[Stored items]

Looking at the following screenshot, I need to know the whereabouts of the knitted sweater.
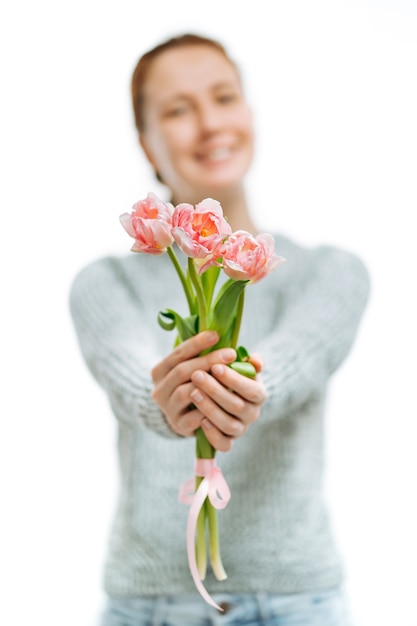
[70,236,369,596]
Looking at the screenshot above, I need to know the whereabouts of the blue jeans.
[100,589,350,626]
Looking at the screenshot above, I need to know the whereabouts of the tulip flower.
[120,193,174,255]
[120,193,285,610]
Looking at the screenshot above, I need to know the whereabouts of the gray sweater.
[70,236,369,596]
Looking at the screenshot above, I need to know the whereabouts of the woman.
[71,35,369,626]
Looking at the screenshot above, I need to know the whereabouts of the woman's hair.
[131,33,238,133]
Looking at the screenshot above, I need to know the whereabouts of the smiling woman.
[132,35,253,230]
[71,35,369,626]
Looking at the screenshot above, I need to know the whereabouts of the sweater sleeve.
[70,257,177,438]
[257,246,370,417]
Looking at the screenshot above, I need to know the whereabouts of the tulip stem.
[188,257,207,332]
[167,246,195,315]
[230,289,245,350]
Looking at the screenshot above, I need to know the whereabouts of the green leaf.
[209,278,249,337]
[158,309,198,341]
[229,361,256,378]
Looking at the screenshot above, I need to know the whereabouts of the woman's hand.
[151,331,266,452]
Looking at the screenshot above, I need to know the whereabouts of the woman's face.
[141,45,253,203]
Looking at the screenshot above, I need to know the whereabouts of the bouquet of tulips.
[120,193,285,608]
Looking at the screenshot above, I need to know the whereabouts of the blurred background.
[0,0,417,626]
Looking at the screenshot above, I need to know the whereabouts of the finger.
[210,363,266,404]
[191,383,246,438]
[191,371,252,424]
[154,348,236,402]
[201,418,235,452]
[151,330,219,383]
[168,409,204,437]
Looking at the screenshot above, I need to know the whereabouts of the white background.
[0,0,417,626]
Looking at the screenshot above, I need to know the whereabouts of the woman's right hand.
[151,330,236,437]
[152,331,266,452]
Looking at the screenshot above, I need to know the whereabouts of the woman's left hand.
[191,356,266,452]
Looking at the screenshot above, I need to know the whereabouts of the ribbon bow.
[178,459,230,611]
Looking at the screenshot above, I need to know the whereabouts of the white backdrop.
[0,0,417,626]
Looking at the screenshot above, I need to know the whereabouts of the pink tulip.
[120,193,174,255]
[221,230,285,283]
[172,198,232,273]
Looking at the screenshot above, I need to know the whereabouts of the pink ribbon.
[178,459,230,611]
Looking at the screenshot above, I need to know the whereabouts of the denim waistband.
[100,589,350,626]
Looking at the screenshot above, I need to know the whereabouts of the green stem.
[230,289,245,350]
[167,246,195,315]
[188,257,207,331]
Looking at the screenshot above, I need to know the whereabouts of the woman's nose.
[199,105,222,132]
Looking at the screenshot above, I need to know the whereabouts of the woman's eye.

(Exercise description): Edit the data above so that "whereabouts" becomes "location" throughout, with everything else left unchanged. Leave the pictures out of your answer.

(Exercise output):
Looking at the following screenshot, I need to know the location of the knitted sweater.
[70,236,369,596]
Looking at the screenshot above, I need to know the location of the blue jeans.
[100,589,350,626]
Looking at the screenshot above, I need to know the location of the tulip flower.
[120,193,174,255]
[120,193,285,610]
Looking at the screenshot above, I need to know the location of the gray sweater.
[70,236,369,596]
Looking at the screenshot above, I need to know the location of the woman.
[71,35,369,626]
Looking at the screenshot above, I need to know the location of the woman's hair.
[131,33,238,133]
Looking at the screenshot above, I need to know the location of the smiling woman.
[132,35,253,230]
[71,35,369,626]
Looking at the screenshot above, I need to know the location of the sweater sleeve.
[70,257,177,438]
[257,246,370,417]
Looking at the screenshot above, I need to know the location of the tulip stem.
[188,257,207,332]
[167,246,195,315]
[230,289,245,350]
Looking at the screenshot above, I need to know the location of the green leaf.
[209,278,249,337]
[158,309,198,341]
[229,361,256,378]
Looking at the screenshot above, I need to know the location of the woman's hand.
[151,331,266,452]
Looking at the screenshot above, I need to know the location of the woman's face.
[141,45,253,203]
Looking at the screenshot above, I need to know the location of the bouquet of tulips.
[120,193,285,608]
Looking at the screenshot above, I need to know the location of the blurred background.
[0,0,417,626]
Looking at the screenshot above, I need to know the location of the finger.
[210,363,266,404]
[191,383,246,438]
[191,371,252,424]
[154,348,236,402]
[201,418,235,452]
[151,330,219,383]
[168,409,204,437]
Looking at the screenshot above, I need to know the location of the white background.
[0,0,417,626]
Looking at the screenshot above, I need to know the location of the woman's right hand.
[151,330,236,437]
[152,331,266,452]
Looking at the screenshot above, I need to know the location of the woman's left hand.
[191,356,266,452]
Looking at the screenshot above, I need to know the location of the ribbon bow.
[178,459,230,611]
Looking at the screenshot above, I need to know the location of the white backdrop.
[0,0,417,626]
Looking at the screenshot above, I need to know the location of the pink tulip.
[120,193,174,255]
[221,230,285,283]
[172,198,232,273]
Looking at the screenshot above, I need to know the location of the pink ribbon.
[178,459,230,611]
Looking at the screenshot above, I need to know the location of the denim waistband.
[100,589,350,626]
Looking at the screenshot above, I need to know the location of the green stem.
[230,289,245,350]
[167,246,195,315]
[188,257,207,331]
Looking at the screenshot above, I need to know the location of the woman's nose.
[199,105,222,132]
Looking at the screenshot above, I need to know the location of the woman's eye.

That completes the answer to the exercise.